(DATASET):
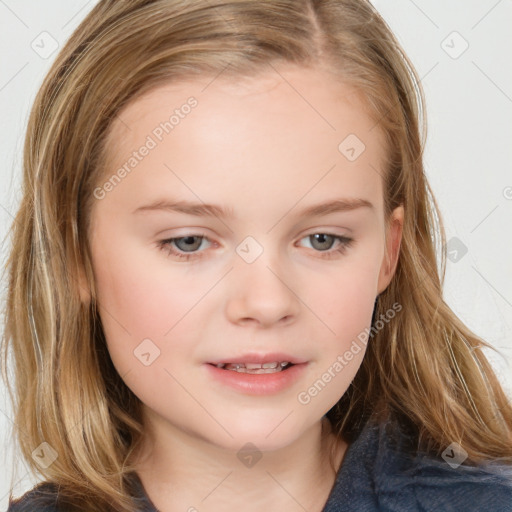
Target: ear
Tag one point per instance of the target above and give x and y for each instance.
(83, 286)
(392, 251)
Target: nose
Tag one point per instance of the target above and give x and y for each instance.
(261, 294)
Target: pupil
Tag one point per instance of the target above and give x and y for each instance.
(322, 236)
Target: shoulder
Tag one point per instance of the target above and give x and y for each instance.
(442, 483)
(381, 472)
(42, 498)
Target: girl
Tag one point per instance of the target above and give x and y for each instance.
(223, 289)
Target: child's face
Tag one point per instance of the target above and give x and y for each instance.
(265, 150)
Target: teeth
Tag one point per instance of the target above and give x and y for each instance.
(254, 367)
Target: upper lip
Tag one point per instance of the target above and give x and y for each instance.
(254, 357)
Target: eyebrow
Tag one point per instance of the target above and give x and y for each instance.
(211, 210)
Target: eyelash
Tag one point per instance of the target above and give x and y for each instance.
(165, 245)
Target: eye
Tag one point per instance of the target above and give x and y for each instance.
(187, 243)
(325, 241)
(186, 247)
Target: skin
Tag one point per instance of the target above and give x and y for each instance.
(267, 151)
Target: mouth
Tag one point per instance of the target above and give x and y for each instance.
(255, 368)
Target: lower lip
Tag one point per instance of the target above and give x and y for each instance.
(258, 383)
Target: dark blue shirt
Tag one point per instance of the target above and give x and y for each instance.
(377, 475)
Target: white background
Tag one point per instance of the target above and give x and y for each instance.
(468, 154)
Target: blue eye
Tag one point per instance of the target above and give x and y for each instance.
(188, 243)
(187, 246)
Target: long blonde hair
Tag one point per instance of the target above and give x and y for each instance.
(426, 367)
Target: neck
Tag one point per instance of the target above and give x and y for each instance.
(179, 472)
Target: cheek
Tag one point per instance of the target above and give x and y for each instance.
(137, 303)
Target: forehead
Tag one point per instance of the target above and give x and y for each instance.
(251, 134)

(INSTRUCTIONS TO FOLLOW):
Reproduce the data from the line containing "Target: cheek" through the final line, substituting "Mark" for each occurrence of "Tag" and leaving everything else untouched. Return only those lines.

(FINAL RESULT):
Target: cheek
Mark one point per instance of the target above and give x and y for each instance.
(137, 303)
Target: forehead
Mark one point per instance of the target above and give x and y for each instance.
(251, 134)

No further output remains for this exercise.